Material for this exercise:
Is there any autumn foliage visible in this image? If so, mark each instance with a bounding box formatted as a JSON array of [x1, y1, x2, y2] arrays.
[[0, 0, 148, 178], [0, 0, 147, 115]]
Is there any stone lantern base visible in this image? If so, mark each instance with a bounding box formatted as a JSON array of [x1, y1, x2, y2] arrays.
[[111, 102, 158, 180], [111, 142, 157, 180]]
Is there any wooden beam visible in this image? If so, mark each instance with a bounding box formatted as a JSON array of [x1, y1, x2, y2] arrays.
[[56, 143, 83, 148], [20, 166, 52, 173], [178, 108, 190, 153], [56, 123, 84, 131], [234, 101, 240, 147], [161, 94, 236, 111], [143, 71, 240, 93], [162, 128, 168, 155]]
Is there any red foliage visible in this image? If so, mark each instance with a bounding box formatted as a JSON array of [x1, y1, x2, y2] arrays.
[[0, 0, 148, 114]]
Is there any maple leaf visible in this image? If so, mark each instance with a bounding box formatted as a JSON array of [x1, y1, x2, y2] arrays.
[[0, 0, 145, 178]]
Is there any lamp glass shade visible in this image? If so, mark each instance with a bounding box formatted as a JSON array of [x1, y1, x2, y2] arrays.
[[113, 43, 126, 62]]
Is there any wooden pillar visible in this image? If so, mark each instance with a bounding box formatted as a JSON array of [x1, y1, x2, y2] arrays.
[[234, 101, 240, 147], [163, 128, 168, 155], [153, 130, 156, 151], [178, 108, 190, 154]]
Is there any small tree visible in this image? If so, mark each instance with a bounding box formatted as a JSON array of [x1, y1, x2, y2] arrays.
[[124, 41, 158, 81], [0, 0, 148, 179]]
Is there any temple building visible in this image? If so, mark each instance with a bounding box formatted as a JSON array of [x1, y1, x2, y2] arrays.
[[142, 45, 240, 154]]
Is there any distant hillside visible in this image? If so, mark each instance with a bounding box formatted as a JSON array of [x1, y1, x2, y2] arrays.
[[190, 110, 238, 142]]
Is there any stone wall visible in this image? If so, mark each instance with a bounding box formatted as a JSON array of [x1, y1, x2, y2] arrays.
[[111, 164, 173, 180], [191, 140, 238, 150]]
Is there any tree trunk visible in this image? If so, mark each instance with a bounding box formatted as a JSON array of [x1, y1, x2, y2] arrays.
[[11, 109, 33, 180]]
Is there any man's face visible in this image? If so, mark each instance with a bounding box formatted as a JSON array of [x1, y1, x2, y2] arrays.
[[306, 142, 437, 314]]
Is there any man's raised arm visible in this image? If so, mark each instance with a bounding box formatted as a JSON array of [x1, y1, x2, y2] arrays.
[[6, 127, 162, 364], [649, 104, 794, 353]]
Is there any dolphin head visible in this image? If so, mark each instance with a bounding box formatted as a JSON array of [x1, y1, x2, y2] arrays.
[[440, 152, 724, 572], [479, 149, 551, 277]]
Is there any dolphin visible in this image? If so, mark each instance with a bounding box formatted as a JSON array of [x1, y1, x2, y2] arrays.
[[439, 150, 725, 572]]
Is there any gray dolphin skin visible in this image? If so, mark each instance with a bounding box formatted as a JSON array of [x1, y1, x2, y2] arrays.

Task requirements: Everything from the line containing "Is there any lamp" through the last line of the listing must be reproduced exactly, and no other line.

Answer box:
Is there any lamp glass shade visible in this image? If so, mark each instance with a bounding box formatted as a JSON array of [x1, y1, x2, y2] arrays.
[[113, 43, 126, 62]]
Is there any wooden pillar visible in this image? If so, mark each instance with a bounding box formatted as a JSON array of [x1, y1, x2, y2] arrays.
[[234, 101, 240, 147], [163, 128, 168, 155], [153, 130, 156, 151], [178, 108, 190, 154]]
Is there any small tree visible in this image? If so, mark each instance with a bounding box formatted as a JSON array of [x1, y1, x2, y2] arrays.
[[124, 41, 158, 81], [0, 0, 148, 179]]
Is there any temple building visible in this image? If so, mark each instance with a bounding box formatted as a JSON array of [x1, y1, x2, y2] arrays.
[[142, 45, 240, 154]]
Is there any distant hillside visible in this image? If so, mark each instance with a bounding box formatted as a JSON array of [x1, y1, x2, y2] arrays.
[[190, 110, 238, 142]]
Is there any stone wall visible in this image? If so, mark each instance with a bounding box formatted as a JSON array of [x1, y1, x2, y2] arrays.
[[111, 164, 173, 180], [191, 140, 238, 150]]
Is there any tree trunk visible in this image? If so, mark each instance with a bounding box formatted as a JSON array of [x1, y1, x2, y2] arrays.
[[11, 109, 33, 180]]
Is there any man's face visible in this image? If so, mark each instance with a bounding box formatted as a JSON array of [x1, y1, x2, y2] arrays.
[[306, 142, 437, 314]]
Is there any man's raised arm visible in this image? If so, mark each instance with a bounding box formatted as a JSON array of [x1, y1, x2, y2] arrays.
[[6, 127, 162, 364], [649, 104, 794, 353]]
Is there any dolphin head visible in this image? If so, mark each instance with a bounding box formatted as a JSON array of [x1, y1, x2, y2] arrays.
[[440, 152, 724, 572], [479, 149, 551, 277]]
Is there any dolphin visible in this image? If so, mark each instance with a bounding box formatted as a JSON array of [x1, y1, x2, y2] arrays.
[[439, 150, 725, 572]]
Is there any gray dolphin skin visible in this image? If so, mark each instance with a bounding box formatted as a JSON array of [x1, y1, x2, y2] arrays.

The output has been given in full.